▶ _Task instructions_: Transcribe the material below word for word, starting with the line containing "segment tree branch, each instance" and continuing through the line containing "POLYGON ((8 77, 9".

(Saved entries)
::::

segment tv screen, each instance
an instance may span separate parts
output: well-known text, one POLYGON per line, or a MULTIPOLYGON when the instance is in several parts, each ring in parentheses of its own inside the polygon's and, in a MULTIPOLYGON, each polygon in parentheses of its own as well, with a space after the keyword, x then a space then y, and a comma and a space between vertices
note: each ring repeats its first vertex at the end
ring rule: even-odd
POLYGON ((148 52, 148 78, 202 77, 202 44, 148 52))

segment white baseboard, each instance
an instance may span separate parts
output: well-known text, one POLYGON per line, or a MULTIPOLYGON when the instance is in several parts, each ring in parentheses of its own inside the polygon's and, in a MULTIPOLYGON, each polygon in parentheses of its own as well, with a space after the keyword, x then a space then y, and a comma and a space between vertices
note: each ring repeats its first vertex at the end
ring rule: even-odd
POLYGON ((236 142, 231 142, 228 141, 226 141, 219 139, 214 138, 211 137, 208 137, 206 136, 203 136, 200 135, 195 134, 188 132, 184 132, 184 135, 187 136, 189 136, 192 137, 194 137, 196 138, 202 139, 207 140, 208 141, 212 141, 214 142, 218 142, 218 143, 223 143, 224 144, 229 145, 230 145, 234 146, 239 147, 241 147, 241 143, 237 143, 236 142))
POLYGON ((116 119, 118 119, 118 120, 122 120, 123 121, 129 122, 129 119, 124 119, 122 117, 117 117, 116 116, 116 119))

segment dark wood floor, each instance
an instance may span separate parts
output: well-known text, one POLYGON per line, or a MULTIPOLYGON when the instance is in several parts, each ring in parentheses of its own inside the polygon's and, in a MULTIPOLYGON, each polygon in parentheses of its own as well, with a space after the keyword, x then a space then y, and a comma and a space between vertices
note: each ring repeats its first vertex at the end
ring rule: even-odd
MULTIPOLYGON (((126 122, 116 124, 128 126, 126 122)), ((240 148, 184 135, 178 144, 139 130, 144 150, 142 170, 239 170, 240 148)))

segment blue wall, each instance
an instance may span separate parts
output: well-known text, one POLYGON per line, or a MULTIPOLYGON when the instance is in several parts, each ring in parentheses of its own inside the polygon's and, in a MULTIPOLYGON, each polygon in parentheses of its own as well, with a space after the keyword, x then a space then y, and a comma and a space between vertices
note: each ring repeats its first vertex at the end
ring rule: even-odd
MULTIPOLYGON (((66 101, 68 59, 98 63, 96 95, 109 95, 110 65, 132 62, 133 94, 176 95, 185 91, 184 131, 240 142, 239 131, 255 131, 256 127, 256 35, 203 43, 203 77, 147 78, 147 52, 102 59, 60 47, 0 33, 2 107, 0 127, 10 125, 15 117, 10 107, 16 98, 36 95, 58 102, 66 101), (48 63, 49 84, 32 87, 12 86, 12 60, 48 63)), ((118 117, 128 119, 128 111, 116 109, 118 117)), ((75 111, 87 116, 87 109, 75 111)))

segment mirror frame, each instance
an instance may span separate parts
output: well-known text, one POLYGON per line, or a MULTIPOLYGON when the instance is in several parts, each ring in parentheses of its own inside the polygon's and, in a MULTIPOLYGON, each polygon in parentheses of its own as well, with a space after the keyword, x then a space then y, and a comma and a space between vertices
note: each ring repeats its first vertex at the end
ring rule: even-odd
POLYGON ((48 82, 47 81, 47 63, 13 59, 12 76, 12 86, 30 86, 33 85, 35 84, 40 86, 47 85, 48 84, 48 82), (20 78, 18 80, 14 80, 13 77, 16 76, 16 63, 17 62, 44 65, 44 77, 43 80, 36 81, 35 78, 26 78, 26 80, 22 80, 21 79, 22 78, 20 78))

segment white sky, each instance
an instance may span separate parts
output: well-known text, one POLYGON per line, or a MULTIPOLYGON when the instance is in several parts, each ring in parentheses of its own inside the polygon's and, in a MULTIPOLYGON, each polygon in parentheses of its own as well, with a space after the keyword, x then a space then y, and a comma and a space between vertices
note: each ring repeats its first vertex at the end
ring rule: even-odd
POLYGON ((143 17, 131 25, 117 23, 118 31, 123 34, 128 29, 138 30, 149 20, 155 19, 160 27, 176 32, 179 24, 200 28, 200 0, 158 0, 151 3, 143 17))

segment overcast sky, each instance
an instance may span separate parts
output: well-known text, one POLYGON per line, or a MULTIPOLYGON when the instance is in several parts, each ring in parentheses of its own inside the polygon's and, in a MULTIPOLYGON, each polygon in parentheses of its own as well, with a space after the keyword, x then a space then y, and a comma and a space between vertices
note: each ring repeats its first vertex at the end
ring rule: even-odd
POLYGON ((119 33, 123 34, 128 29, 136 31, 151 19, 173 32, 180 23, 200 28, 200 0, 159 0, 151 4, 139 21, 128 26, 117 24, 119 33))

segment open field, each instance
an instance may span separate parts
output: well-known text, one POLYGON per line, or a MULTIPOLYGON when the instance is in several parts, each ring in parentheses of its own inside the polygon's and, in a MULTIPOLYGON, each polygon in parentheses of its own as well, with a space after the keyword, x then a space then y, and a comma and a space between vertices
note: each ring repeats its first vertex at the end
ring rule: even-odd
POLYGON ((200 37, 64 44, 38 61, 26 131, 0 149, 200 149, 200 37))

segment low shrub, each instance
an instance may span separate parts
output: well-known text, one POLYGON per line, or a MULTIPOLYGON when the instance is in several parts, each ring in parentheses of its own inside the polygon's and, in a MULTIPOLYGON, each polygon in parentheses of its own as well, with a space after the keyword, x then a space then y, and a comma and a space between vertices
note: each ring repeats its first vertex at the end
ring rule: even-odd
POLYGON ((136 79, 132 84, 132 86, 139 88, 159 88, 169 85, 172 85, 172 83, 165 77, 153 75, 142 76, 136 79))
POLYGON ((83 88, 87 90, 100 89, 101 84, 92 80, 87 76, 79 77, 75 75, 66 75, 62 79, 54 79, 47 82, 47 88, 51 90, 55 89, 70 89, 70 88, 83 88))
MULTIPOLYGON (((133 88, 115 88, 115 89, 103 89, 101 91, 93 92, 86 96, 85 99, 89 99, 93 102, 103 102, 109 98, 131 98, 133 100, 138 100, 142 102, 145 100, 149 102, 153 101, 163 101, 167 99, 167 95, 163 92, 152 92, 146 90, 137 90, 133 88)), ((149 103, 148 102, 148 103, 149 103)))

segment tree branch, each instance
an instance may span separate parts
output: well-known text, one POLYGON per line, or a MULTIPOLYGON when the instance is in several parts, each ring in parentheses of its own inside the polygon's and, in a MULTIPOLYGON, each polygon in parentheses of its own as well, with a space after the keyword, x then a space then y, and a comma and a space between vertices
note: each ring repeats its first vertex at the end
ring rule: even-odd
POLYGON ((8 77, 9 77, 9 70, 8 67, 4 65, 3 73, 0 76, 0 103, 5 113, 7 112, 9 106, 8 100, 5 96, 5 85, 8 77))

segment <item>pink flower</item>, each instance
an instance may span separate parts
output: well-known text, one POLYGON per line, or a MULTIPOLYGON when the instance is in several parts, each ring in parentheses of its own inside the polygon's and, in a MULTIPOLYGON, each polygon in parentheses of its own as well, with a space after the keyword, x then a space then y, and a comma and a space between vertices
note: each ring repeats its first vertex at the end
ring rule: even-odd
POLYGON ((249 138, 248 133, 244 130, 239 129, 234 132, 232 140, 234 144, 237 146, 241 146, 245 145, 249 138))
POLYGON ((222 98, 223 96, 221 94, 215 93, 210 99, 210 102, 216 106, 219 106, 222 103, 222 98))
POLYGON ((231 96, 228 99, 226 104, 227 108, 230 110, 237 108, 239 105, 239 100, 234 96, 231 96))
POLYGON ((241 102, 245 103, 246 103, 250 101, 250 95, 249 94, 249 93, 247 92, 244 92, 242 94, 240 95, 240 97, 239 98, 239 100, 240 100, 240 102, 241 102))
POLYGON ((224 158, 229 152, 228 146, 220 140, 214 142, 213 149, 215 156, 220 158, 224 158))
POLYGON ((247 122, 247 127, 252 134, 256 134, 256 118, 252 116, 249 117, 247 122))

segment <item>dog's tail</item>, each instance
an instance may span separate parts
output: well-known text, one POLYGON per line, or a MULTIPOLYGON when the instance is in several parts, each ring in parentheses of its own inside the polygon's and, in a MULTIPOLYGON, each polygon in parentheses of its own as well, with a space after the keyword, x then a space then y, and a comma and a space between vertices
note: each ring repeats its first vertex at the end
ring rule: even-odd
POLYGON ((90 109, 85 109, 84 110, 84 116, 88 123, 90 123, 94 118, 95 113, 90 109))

::::

▶ _Completed exercise_:
segment tree branch, each instance
an instance may span separate parts
output: well-known text, one POLYGON per line, or a MULTIPOLYGON when the instance is in several parts, each ring in parentheses of its own inside the polygon's and, in a MULTIPOLYGON, each polygon in parentheses of its own as well, with a space after the keyword, x then a space then y, and a comma and a space between vertices
note: each ring repeats its first vertex at the end
ring rule: even-odd
POLYGON ((8 77, 9 77, 9 70, 8 67, 4 65, 3 73, 0 76, 0 103, 5 113, 7 112, 9 106, 8 100, 5 96, 5 85, 8 77))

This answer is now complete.